**What to work on**
The answer should consist of all the records, written out word for word.

Natural-language object grounding data
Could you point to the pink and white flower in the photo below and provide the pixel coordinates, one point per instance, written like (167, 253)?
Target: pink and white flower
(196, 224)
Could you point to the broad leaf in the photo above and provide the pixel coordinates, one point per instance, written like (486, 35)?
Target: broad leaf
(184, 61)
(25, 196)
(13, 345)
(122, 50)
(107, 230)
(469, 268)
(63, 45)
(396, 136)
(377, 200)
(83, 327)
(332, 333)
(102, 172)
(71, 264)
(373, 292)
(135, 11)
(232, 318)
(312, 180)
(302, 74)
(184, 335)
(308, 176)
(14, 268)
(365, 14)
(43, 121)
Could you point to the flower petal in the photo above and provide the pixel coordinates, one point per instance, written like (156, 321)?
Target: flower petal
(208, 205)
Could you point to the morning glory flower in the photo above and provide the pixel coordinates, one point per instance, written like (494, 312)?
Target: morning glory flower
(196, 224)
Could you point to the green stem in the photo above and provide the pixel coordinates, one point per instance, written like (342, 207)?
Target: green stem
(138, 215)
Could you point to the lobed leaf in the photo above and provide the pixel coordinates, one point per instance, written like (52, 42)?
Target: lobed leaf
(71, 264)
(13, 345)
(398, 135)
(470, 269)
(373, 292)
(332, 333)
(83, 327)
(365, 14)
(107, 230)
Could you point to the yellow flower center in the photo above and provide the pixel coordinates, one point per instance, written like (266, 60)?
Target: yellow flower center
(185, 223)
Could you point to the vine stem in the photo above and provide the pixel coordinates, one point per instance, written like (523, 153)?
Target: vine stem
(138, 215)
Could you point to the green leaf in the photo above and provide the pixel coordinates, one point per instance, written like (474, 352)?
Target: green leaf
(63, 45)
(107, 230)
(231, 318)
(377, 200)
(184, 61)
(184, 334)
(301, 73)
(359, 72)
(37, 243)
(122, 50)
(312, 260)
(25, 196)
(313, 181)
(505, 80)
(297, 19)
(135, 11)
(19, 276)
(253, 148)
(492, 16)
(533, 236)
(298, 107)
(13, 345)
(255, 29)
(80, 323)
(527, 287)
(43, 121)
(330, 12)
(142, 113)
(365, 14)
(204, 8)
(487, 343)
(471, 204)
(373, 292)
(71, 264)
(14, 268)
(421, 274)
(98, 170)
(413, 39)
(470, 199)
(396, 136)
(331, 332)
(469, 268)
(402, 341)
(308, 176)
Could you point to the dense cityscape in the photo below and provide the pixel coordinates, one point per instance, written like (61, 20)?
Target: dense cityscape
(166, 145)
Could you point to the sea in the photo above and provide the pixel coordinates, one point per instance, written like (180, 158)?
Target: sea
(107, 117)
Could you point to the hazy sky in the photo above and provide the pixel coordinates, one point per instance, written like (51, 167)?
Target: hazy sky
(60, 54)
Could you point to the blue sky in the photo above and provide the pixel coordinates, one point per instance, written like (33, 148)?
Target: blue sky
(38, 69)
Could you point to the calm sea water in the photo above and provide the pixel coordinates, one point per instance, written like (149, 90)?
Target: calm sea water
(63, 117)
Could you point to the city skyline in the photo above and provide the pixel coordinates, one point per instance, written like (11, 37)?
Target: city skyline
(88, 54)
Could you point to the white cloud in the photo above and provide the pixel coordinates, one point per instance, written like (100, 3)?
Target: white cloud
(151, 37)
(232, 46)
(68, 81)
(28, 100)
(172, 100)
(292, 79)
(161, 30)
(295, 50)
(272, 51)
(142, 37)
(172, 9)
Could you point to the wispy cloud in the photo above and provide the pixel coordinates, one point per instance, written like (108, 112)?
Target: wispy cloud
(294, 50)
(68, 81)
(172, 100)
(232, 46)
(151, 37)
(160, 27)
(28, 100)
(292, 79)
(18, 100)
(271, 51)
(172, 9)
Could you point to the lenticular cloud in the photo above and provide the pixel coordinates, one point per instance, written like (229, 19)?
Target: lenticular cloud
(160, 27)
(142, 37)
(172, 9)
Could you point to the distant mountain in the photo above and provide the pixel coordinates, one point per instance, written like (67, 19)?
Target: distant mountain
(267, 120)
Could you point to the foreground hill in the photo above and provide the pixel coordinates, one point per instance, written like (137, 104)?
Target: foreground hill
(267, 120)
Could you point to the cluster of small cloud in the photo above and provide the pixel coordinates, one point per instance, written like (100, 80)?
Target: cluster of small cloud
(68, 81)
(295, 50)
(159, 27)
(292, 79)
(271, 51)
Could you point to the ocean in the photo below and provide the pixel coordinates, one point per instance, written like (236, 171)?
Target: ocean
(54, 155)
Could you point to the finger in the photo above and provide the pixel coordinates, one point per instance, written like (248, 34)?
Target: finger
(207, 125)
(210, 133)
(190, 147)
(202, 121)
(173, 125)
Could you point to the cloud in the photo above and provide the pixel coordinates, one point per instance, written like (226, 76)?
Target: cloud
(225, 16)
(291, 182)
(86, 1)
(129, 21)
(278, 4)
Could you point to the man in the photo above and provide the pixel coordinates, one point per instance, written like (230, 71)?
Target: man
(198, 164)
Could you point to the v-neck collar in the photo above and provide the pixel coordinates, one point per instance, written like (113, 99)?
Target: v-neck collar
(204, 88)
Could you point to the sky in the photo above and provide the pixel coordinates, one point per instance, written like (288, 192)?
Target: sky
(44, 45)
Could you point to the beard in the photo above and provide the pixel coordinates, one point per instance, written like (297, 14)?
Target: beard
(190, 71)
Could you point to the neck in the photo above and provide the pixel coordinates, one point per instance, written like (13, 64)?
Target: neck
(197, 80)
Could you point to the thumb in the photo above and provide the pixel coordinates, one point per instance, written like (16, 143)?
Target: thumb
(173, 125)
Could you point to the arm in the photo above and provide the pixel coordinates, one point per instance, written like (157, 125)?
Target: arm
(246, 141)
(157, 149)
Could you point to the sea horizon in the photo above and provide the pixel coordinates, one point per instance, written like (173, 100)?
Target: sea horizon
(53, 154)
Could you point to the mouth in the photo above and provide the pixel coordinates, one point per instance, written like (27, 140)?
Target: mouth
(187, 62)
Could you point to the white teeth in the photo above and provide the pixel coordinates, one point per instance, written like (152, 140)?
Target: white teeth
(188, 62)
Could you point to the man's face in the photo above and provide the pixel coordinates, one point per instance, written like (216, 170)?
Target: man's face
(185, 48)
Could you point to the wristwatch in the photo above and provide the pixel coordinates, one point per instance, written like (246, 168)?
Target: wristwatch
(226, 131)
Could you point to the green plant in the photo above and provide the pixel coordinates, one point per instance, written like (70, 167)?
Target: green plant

**Output below**
Could you point to the pink and white flower in the photo below and provide the pixel coordinates, one point per instance, written like (167, 253)?
Target: pink and white flower
(196, 224)
Could you point to the broad leaf in the photo above and provide the pixel coordinates, one point per instance, written like (486, 35)?
Target: broad leaf
(184, 61)
(25, 196)
(13, 345)
(122, 50)
(107, 230)
(469, 268)
(63, 45)
(396, 136)
(377, 200)
(83, 327)
(332, 333)
(102, 172)
(71, 264)
(373, 292)
(135, 11)
(232, 318)
(312, 180)
(302, 74)
(184, 335)
(308, 176)
(14, 268)
(365, 14)
(43, 121)
Could you point to the flower petal in the photo above and provide the pixel coordinates, one point per instance, written like (156, 321)?
Target: flower petal
(208, 205)
Could you point to the morning glory flower in the photo above and provide the pixel coordinates, one point per instance, written like (494, 312)?
Target: morning glory flower
(196, 224)
Could you point to the green stem in the photo above and provide the pixel coordinates, one point per instance, written like (342, 207)?
Target: green stem
(138, 215)
Could you point to the lobed leaf in the photo above and provide the pixel coordinates, one point per instance, written like (52, 42)?
Target: lobed leaf
(71, 264)
(13, 345)
(398, 135)
(470, 269)
(373, 292)
(332, 333)
(83, 327)
(365, 14)
(107, 230)
Could you point to the yellow flower center in the photo above and provide the pixel coordinates, one point per instance, written like (266, 60)?
Target: yellow flower center
(185, 223)
Could you point to the vine stem in the photo above and provide the pixel coordinates, one point per instance, written like (523, 153)?
Target: vine stem
(138, 215)
Could you point to the green leaf in the photo above and provide the pixel coordinates, one point per instance, written like (474, 352)?
Target: green leaf
(63, 45)
(107, 230)
(231, 318)
(377, 200)
(184, 61)
(184, 334)
(301, 73)
(359, 72)
(37, 243)
(122, 50)
(312, 260)
(25, 196)
(313, 181)
(505, 80)
(297, 19)
(135, 11)
(19, 276)
(253, 148)
(492, 16)
(533, 236)
(298, 107)
(13, 345)
(255, 29)
(80, 323)
(527, 287)
(43, 121)
(330, 12)
(142, 113)
(365, 14)
(204, 8)
(487, 343)
(471, 204)
(373, 292)
(71, 264)
(14, 268)
(421, 274)
(98, 170)
(413, 39)
(470, 199)
(396, 136)
(331, 332)
(469, 268)
(402, 341)
(308, 176)
Could you point to the dense cityscape in the photo below and provide the pixel coordinates, one point per instance, written like (61, 20)?
Target: dense cityscape
(166, 145)
Could you point to the sea in the photo above and provide the pixel coordinates, one point per instance, written like (180, 158)?
Target: sea
(107, 117)
Could you point to the hazy sky in the photo above and provide the pixel coordinates, one point per instance, written like (51, 167)?
Target: hazy sky
(60, 54)
Could you point to the blue sky in the photo above and provide the pixel coordinates, one point per instance, written like (33, 148)?
Target: blue sky
(38, 69)
Could you point to the calm sea water in the photo above and provide the pixel coordinates, one point per instance, written like (149, 90)?
Target: calm sea water
(63, 117)
Could you point to the city skyline in the photo above and provide the pixel coordinates, one point per instance, written like (11, 37)?
Target: city skyline
(88, 54)
Could you point to the white cloud in the photo above and provide the pixel coordinates, one point per instance, written like (100, 3)?
Target: white cloud
(151, 37)
(232, 46)
(68, 81)
(28, 100)
(172, 100)
(292, 79)
(161, 30)
(295, 50)
(272, 51)
(142, 37)
(172, 9)
Could you point to the wispy cloud in the photo above and provide the pixel coordinates, one point per instance, written like (108, 112)?
Target: wispy cloud
(294, 50)
(68, 81)
(172, 100)
(232, 46)
(151, 37)
(160, 27)
(28, 100)
(292, 79)
(18, 100)
(271, 51)
(172, 9)
Could you point to the lenticular cloud in the photo above and provide the pixel coordinates, one point per instance, written like (229, 19)?
Target: lenticular cloud
(160, 27)
(142, 37)
(172, 9)
Could you point to the distant mountain in the photo above and provide the pixel coordinates, one point per instance, written like (67, 19)?
Target: distant mountain
(267, 120)
Could you point to the foreground hill in the photo above and provide the pixel coordinates, one point per instance, written like (137, 104)?
Target: foreground hill
(267, 120)
Could you point to the cluster of small cloud in the photo above and provide the pixel coordinates, one point per instance, written like (100, 80)?
Target: cluster of small cloud
(68, 81)
(295, 50)
(159, 27)
(292, 79)
(271, 51)
Could you point to the ocean in the photo below and provide the pixel coordinates, one point per instance, written like (236, 171)?
Target: ocean
(54, 155)
Could you point to the finger in the photo above and provide the pixel coordinates, one point per instance, written like (248, 34)?
Target: finger
(207, 125)
(210, 133)
(190, 147)
(202, 121)
(173, 125)
Could you point to the cloud in the photo above and provide the pixel coordinates, one point per instance, written like (226, 76)?
Target: cloud
(225, 16)
(291, 182)
(86, 1)
(129, 21)
(278, 4)
Could you point to the man in the photo above and provide the pixel coordinates, one point per instance, written like (230, 71)?
Target: man
(198, 164)
Could you point to the v-neck collar in the photo above and provide the pixel coordinates, one point per instance, written like (113, 99)?
Target: v-neck collar
(204, 88)
Could you point to the sky in the photo above and provide the pixel coordinates, one point per instance, written like (288, 192)?
Target: sky
(44, 45)
Could you point to the beard in the photo above and provide the pixel coordinates, one point per instance, written like (297, 14)?
Target: beard
(190, 71)
Could you point to the neck in the photo above and provide the pixel coordinates, one point per instance, written like (13, 64)?
Target: neck
(197, 80)
Could you point to the thumb in the photo above and provide the pixel coordinates, one point per instance, written like (16, 143)?
Target: thumb
(173, 125)
Could you point to the arm in the photo above and provide the pixel coordinates, one point per instance, written like (157, 125)?
Target: arm
(246, 141)
(157, 149)
Could you point to the sea horizon in the photo above and provide the pixel coordinates, one point per instance, written like (173, 100)?
Target: sea horizon
(53, 154)
Could you point to the mouth in the photo above and provide the pixel coordinates, one point per instance, written like (27, 140)?
Target: mouth
(187, 62)
Could you point to the white teeth in the photo above and provide the pixel coordinates, one point per instance, written like (152, 140)?
Target: white teeth
(188, 62)
Could you point to the man's face in the photo above and provide the pixel coordinates, one point per instance, written like (216, 170)?
Target: man's face
(185, 48)
Could you point to the wristwatch in the photo above and provide the pixel coordinates, one point per instance, written like (246, 168)?
Target: wristwatch
(226, 131)
Could you point to the green plant in the photo above and provide the pixel coordinates, one point per instance, written like (70, 167)?
Target: green plant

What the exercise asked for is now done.